◆ Exercise description ◆
Show each line of the data below that contains the string "hair". Letter case matters.

[Image region labeling entries]
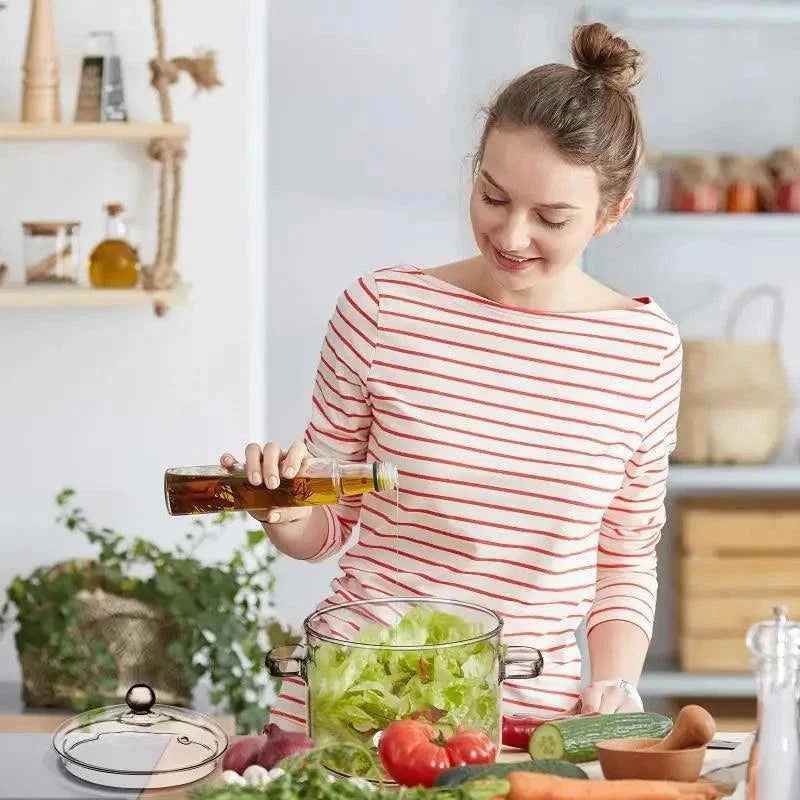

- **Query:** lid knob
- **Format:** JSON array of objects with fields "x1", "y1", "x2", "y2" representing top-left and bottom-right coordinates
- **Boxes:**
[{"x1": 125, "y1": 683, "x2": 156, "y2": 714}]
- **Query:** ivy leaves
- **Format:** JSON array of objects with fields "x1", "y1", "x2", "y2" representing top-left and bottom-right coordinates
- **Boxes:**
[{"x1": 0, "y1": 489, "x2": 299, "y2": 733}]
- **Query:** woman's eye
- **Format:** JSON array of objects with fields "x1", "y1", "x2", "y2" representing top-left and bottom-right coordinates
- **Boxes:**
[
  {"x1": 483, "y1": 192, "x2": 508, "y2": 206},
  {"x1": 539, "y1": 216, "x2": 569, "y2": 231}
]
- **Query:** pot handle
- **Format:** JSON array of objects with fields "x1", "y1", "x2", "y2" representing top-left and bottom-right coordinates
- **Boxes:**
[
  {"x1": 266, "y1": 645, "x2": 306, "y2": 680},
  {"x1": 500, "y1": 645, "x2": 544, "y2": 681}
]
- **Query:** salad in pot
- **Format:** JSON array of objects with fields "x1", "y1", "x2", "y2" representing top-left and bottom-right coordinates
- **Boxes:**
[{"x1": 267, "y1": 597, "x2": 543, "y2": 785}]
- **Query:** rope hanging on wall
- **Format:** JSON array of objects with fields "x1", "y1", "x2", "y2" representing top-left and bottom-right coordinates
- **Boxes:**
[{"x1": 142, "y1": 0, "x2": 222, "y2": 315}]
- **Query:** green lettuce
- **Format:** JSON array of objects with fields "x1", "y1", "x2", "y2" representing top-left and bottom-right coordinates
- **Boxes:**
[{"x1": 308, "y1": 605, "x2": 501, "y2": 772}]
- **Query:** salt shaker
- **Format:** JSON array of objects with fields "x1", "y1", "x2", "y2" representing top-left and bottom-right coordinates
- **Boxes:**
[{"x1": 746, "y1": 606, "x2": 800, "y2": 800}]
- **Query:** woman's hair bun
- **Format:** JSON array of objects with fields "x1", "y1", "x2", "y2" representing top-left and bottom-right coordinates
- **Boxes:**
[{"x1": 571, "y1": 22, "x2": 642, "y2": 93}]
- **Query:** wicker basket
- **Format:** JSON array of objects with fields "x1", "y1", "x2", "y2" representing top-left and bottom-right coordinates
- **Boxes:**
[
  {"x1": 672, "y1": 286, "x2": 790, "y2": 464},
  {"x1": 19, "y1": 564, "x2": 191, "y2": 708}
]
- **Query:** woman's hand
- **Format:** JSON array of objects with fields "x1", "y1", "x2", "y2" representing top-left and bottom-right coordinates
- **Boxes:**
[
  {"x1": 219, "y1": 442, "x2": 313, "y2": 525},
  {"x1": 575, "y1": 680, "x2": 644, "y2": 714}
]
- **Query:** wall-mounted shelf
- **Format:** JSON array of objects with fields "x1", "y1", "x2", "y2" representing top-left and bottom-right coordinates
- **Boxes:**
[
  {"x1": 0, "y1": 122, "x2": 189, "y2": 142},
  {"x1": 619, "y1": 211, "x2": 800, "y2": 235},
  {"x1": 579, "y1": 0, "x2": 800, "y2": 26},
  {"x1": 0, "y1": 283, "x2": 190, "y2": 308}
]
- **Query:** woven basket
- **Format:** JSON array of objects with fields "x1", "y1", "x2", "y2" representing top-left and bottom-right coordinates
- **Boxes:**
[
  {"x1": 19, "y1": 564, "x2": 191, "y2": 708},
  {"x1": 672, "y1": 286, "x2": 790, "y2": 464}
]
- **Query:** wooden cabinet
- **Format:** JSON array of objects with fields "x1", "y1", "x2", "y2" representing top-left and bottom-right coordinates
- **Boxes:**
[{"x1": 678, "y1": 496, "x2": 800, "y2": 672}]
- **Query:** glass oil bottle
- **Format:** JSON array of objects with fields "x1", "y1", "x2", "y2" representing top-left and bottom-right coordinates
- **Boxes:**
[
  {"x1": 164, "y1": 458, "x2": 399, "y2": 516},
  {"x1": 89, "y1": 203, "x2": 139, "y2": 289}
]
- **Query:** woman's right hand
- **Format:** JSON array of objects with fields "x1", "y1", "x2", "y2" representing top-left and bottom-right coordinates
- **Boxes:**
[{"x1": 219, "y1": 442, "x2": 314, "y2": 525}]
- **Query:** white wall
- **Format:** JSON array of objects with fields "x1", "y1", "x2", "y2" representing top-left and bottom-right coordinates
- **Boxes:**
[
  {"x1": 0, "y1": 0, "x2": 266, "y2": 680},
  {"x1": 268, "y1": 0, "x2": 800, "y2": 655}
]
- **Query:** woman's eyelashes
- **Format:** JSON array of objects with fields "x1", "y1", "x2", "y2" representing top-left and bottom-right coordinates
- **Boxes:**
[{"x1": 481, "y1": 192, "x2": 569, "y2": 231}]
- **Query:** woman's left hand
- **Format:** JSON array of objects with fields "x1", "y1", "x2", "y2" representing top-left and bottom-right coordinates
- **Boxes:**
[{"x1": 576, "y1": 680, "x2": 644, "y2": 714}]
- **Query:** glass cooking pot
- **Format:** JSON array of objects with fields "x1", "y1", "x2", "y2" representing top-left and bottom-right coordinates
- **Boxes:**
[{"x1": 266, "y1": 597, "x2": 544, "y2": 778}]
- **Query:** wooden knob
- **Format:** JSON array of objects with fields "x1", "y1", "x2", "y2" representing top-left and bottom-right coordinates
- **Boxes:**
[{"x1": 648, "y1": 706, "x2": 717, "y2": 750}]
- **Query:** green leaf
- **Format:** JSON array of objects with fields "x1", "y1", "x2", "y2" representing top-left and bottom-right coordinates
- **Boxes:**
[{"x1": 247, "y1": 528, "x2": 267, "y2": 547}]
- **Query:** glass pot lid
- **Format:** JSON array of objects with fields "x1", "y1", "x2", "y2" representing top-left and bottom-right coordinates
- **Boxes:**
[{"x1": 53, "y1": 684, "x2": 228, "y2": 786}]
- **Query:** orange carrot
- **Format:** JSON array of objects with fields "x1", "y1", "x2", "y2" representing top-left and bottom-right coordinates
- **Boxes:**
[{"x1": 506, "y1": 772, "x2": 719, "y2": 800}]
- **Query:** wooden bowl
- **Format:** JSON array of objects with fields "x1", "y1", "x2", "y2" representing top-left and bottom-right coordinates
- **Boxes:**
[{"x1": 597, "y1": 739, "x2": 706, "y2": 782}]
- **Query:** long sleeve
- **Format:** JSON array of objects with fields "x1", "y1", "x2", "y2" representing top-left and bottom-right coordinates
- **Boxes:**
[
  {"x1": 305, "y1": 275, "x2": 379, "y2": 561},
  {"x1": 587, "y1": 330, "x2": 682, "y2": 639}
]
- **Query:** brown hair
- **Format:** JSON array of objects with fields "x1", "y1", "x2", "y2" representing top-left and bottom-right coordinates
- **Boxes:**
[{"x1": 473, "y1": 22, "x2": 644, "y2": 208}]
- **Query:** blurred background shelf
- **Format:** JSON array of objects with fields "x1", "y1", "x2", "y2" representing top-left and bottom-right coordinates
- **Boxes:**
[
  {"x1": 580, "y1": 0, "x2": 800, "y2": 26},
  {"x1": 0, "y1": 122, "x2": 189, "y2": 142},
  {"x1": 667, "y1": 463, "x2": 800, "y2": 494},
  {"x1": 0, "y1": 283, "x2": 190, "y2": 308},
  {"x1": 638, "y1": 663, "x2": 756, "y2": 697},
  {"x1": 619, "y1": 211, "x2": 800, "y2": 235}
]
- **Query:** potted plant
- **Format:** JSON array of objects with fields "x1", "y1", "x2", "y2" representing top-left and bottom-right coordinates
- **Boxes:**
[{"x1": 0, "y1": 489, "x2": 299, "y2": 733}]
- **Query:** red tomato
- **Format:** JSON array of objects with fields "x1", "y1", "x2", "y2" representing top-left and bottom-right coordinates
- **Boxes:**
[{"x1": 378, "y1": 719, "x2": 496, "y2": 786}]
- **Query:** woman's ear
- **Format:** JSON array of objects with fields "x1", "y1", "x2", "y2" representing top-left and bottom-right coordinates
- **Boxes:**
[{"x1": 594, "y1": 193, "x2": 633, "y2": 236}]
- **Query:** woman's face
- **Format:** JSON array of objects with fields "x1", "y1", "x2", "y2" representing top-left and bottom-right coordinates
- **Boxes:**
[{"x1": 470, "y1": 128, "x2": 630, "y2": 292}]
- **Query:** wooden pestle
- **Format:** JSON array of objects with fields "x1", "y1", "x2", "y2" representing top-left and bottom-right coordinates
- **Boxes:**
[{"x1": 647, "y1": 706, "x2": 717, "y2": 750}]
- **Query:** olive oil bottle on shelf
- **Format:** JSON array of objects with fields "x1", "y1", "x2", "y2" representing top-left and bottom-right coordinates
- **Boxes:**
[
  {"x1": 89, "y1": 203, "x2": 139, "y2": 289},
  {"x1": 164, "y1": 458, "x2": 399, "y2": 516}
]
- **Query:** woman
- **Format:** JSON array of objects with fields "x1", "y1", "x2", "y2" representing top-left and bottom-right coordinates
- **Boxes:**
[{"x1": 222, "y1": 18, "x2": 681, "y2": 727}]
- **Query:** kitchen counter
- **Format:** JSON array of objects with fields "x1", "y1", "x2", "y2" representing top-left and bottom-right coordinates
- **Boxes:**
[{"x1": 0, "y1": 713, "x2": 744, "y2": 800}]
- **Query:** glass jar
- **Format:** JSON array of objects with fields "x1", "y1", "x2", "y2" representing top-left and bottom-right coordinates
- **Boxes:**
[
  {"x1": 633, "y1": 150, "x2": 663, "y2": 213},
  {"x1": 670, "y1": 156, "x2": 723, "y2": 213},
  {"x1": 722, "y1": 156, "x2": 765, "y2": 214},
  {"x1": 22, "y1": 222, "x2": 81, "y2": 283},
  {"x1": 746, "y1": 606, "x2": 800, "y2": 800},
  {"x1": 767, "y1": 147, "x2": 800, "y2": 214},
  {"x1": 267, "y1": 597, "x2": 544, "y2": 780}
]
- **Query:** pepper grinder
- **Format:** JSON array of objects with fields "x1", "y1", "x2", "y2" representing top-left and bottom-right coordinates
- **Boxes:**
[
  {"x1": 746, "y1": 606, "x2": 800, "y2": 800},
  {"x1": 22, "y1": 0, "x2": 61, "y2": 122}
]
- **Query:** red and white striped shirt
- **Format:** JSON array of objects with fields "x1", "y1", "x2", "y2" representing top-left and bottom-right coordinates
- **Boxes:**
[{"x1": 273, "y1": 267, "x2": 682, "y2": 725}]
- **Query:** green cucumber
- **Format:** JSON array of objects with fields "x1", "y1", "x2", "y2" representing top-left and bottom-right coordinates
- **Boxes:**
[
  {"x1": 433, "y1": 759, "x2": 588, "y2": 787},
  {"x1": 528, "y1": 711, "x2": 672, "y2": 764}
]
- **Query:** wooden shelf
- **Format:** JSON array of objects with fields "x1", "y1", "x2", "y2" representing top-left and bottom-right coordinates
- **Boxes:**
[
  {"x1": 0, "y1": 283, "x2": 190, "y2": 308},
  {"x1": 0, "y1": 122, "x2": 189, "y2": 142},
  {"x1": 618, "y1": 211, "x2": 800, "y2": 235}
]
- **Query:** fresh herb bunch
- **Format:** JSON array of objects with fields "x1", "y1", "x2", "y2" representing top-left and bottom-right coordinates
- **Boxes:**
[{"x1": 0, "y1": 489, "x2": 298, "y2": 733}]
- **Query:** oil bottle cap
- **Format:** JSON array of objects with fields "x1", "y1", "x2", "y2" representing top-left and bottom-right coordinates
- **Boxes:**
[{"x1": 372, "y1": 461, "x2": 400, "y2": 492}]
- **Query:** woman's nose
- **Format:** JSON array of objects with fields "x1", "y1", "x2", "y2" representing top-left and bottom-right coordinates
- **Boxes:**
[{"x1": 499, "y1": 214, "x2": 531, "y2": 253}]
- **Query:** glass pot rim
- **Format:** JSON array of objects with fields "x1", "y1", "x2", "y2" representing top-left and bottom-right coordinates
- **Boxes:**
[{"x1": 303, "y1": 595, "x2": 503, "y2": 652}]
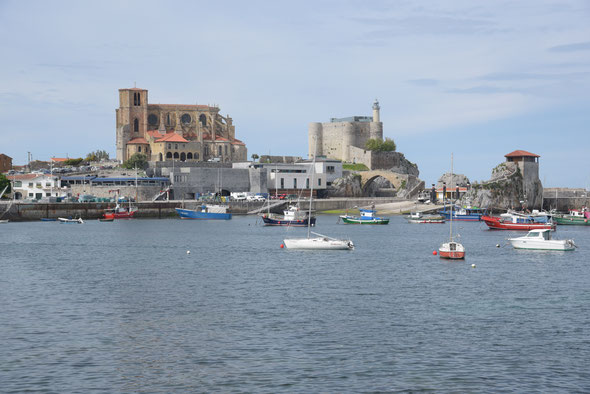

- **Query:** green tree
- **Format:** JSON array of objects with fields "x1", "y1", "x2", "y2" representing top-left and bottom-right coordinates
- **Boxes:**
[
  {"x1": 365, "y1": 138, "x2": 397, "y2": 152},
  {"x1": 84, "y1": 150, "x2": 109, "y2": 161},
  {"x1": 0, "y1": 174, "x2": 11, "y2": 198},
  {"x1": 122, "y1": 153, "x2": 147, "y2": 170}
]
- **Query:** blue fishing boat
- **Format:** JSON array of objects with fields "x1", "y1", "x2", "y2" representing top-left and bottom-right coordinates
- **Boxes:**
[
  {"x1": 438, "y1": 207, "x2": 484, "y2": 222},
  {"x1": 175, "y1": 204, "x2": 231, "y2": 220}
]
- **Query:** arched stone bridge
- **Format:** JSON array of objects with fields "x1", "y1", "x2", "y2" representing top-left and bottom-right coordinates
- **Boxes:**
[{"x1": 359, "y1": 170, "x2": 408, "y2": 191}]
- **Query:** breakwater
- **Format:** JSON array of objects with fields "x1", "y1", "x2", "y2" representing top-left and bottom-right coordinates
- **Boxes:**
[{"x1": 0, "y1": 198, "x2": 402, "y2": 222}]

◆ Result ◆
- **Query:** woman's hair bun
- **Query:** brown hair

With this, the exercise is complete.